===== RAW DATA

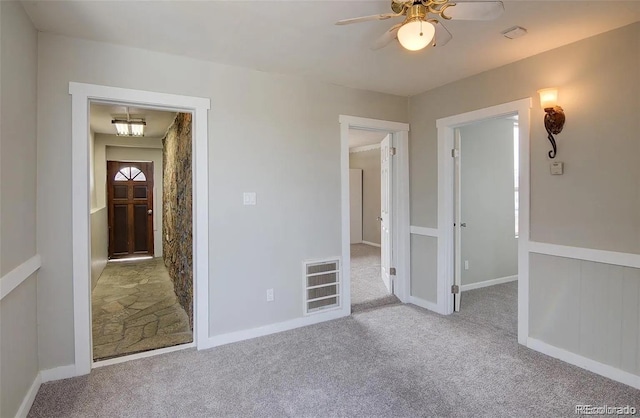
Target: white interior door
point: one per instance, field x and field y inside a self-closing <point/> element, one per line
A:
<point x="355" y="201"/>
<point x="385" y="211"/>
<point x="458" y="225"/>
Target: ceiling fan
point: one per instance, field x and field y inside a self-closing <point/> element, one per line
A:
<point x="421" y="27"/>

==========

#### [TASK DETAILS]
Output the line that contains "Target: ceiling fan", followed by every later line in the listing, with no line omitted and none added.

#### [RESPONSE TO THE TASK]
Target: ceiling fan
point: one per instance, field x and field y inside a self-closing <point/> element, one per line
A:
<point x="421" y="27"/>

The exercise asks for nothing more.